RECORDS FOR THE EXERCISE Block Start

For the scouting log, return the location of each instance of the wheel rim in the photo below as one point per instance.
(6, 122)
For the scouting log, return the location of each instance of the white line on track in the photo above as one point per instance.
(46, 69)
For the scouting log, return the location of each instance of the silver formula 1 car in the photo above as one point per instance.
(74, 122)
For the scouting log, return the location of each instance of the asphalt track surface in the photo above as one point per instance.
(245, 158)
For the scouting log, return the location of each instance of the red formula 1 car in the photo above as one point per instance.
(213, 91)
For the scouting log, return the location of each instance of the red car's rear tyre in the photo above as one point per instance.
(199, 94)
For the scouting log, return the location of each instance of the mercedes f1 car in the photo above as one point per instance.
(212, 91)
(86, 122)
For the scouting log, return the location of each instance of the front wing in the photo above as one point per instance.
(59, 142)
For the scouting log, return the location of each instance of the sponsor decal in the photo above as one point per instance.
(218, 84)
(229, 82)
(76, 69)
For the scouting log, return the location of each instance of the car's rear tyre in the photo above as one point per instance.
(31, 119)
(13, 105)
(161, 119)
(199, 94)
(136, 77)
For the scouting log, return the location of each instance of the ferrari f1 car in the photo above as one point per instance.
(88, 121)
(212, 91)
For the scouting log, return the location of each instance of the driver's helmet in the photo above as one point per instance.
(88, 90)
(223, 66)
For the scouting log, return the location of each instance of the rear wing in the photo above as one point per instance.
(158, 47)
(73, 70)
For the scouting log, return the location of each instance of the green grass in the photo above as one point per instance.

RECORDS FOR THE EXERCISE Block End

§ **ABOUT THIS TASK**: The required output is the lines from the one holding "of the driver's" through the last line of the entries above, copied exactly.

§ **SOLUTION TO THE PROBLEM**:
For the scouting log, return the location of each instance of the driver's helmet in the photo above as one point per instance.
(88, 90)
(223, 66)
For the scouting log, return the location of each instance of the rear wing in the photo above as one point per instance.
(158, 47)
(73, 70)
For the scouting log, return the location of each instance of the green grass in the photo above as one point per instance.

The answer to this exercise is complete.